EXTRAIT RETENU:
Depuis la parution de son roman à succès, Houris, prix Goncourt 2024, l’écrivain franco-algérien Kamel Daoud est au cœur d’une tempête diplomatico-littéraire, accusé par une femme de s’être approprié sa tragédie intime et vilipendé par le régime algérien. Ces tensions pourraient franchir un nouveau palier. Selon les informations du Point mardi 6 mai au soir, également confirmées par Radio France et Le Figaro, deux mandats d’arrêt internationaux ont été émis par un juge du tribunal d’Oran, à l’ouest de l’Algérie, où le journaliste et écrivain était installé avant de rejoindre la France.
Le premier mandat a été émis par Interpol Algérie en mars. Un second lui a ensuite été adressé au début du mois de mai. Selon le Figaro, ces deux mesures sont en lien direct avec le dernier roman de l’écrivain, qui retrace l’histoire d’une jeune femme rescapée de la décennie noire (1992-2002) en Algérie. «Pendant la guerre civile des années 1990, on assassinait des écrivains. Aujourd’hui, on les met en prison et on lance des mandats d’arrêt contre eux», a commenté Kamel Daoud dans les colonnes du Point.

DONNÉES ENREGISTRÉES:
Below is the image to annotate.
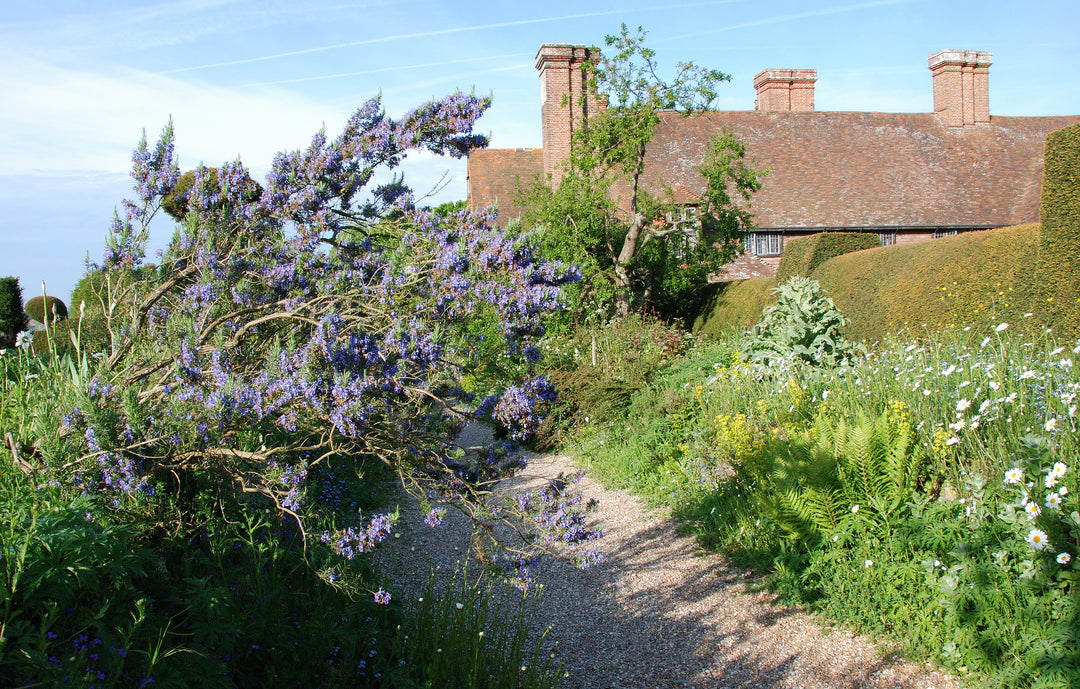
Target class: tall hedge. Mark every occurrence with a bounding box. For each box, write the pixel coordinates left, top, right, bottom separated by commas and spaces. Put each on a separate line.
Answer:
777, 232, 881, 284
0, 278, 28, 349
693, 278, 779, 337
1035, 124, 1080, 330
810, 225, 1052, 341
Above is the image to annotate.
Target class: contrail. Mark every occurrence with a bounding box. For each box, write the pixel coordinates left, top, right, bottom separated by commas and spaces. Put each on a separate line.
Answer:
158, 0, 739, 76
664, 0, 912, 41
241, 53, 532, 89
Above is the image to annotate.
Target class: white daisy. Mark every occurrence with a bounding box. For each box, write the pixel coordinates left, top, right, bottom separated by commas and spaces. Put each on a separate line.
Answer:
1024, 529, 1050, 551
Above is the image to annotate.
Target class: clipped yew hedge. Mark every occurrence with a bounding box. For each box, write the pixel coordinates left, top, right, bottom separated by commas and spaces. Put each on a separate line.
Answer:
1035, 124, 1080, 330
694, 124, 1080, 341
693, 278, 780, 337
810, 224, 1048, 341
777, 232, 881, 283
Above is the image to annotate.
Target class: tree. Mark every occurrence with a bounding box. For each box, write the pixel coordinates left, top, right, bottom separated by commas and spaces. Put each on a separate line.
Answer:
42, 94, 591, 583
0, 278, 29, 349
525, 25, 764, 316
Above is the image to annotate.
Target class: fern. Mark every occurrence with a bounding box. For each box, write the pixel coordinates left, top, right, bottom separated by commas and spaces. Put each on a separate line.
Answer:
743, 413, 926, 545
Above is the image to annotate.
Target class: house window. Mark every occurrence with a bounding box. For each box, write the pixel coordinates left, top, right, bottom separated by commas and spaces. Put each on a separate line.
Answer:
743, 232, 784, 256
666, 205, 701, 257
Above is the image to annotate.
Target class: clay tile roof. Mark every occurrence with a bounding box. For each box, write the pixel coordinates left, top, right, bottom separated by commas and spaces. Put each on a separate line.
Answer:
469, 148, 543, 225
645, 111, 1080, 228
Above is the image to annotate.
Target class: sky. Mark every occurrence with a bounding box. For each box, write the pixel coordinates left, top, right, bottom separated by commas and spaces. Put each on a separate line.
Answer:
0, 0, 1080, 308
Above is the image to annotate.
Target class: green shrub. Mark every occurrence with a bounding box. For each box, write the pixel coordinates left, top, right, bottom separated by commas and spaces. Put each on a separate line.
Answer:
777, 232, 881, 283
743, 275, 852, 366
536, 315, 690, 446
161, 167, 262, 220
810, 225, 1058, 341
693, 278, 779, 337
0, 278, 28, 349
26, 297, 67, 323
1036, 124, 1080, 330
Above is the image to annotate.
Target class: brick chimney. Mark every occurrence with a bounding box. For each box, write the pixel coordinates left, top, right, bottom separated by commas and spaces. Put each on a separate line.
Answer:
537, 43, 603, 185
754, 69, 818, 112
930, 51, 993, 126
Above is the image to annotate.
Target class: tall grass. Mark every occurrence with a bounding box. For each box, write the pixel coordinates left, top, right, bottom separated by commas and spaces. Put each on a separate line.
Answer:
0, 334, 559, 688
564, 318, 1080, 687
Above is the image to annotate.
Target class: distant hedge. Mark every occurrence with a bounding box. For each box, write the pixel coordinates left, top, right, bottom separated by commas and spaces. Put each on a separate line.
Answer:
693, 278, 780, 337
777, 232, 881, 283
811, 224, 1062, 341
694, 124, 1080, 341
1034, 124, 1080, 330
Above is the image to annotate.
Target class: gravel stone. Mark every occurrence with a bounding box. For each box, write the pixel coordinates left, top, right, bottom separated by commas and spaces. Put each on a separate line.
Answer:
391, 449, 961, 689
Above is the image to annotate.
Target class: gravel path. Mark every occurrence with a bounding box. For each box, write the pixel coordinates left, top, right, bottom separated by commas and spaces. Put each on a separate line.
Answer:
384, 440, 960, 689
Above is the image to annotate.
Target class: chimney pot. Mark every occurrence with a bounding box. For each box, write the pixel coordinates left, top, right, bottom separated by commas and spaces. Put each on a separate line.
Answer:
929, 50, 994, 127
754, 69, 818, 112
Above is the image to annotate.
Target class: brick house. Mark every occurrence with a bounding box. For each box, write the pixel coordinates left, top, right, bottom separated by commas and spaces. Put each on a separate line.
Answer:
469, 44, 1080, 280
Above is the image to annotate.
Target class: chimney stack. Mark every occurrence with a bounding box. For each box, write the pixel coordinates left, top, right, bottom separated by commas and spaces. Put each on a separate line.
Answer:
754, 69, 818, 112
537, 43, 603, 186
930, 50, 994, 127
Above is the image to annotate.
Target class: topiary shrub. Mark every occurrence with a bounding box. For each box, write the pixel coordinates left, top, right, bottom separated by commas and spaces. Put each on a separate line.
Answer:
1038, 124, 1080, 330
777, 232, 881, 283
0, 278, 28, 349
742, 275, 854, 366
26, 297, 67, 323
693, 278, 779, 337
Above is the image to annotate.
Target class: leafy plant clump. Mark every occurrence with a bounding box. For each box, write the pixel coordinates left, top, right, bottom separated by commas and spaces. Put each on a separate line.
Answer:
566, 318, 1080, 688
743, 275, 856, 367
0, 89, 595, 687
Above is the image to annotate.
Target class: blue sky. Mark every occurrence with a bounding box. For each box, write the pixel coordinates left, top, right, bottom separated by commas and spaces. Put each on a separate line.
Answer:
0, 0, 1080, 306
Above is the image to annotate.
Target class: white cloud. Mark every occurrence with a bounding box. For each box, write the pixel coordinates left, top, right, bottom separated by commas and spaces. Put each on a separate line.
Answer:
0, 56, 348, 175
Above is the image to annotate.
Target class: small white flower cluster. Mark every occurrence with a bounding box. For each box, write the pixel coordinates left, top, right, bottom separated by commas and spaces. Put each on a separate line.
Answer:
1002, 462, 1072, 565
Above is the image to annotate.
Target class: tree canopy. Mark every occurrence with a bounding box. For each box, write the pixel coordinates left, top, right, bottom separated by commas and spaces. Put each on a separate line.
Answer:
525, 25, 765, 316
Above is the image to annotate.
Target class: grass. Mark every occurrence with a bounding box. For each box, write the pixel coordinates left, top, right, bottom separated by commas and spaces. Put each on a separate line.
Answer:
0, 343, 559, 688
548, 315, 1080, 687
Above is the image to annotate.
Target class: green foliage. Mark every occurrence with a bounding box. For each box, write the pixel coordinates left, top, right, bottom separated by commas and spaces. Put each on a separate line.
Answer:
1038, 124, 1080, 330
432, 200, 469, 215
777, 232, 881, 282
740, 410, 926, 545
394, 568, 562, 689
0, 278, 29, 349
161, 167, 262, 222
693, 278, 779, 337
25, 296, 67, 323
552, 319, 1080, 688
810, 225, 1062, 341
537, 315, 692, 446
0, 351, 559, 689
521, 25, 764, 322
743, 275, 854, 366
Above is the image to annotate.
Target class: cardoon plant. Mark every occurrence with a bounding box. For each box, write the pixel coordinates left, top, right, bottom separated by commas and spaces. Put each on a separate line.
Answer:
53, 93, 576, 570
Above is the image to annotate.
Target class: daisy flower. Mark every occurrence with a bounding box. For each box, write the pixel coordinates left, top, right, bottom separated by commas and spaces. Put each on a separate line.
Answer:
1024, 529, 1050, 551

TRAVAIL DEMANDÉ: Poursuivez le texte sur les mandats d'arrêt émis contre Kamel Daoud en partant de sa dernière phrase.

RÉSULTAT ATTENDU:
Des motivations «politiques»
«Les motivations de tels mandats algériens ne pourraient qu’être politiques et s’inscrire dans un ensemble de procédures menées pour réduire au silence un écrivain dont le dernier roman évoque les massacres de la décennie noire», a réagi son avocate, Jacqueline Laffont, auprès de l’Agence Radio France. Elle affirme qu’une «requête préemptive» va être déposée «sans délai» auprès de la commission de contrôle des fichiers d’Interpol. Son but : contester l’émission de ces mandats d’arrêt.
Comme le précise Le Figaro, c‘est la première fois qu’un lauréat du prix Goncourt fait l’objet d’un mandat d’arrêt international pour l’un de ses romans.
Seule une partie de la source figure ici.